## Task to complete
Please quote every item below verbatim, adding nothing and leaving nothing out.
# Start of The records
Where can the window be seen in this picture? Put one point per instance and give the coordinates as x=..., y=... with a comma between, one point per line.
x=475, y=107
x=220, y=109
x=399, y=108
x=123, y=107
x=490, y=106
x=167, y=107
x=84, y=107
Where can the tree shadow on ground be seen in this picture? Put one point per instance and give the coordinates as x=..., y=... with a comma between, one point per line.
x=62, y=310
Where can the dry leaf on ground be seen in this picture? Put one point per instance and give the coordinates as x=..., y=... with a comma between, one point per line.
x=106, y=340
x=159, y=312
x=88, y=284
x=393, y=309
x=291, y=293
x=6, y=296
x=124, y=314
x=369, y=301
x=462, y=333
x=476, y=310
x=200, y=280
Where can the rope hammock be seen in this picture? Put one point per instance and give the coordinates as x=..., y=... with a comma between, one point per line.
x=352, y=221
# End of The records
## Solution to the exercise
Where can the window be seen in this picture? Put one point per instance and give the coordinates as x=..., y=... with a comma between, one point per line.
x=475, y=107
x=220, y=109
x=399, y=108
x=123, y=107
x=490, y=106
x=167, y=107
x=84, y=107
Where can the tree shadow on ground be seen in this picture? Put one point per instance and give the coordinates as x=..., y=... with a comma between, one point per line.
x=62, y=310
Where can the dry leaf on ground be seen in this picture? Put one point per instance and give the coordinates as x=..., y=... with a comma between, one point per line.
x=106, y=340
x=159, y=312
x=88, y=284
x=393, y=309
x=291, y=293
x=6, y=296
x=124, y=314
x=369, y=301
x=462, y=333
x=476, y=310
x=200, y=280
Where can the rope hammock be seen in this picture? Put one point per instance and give the coordinates as x=..., y=... with a comma between, one point per line.
x=352, y=221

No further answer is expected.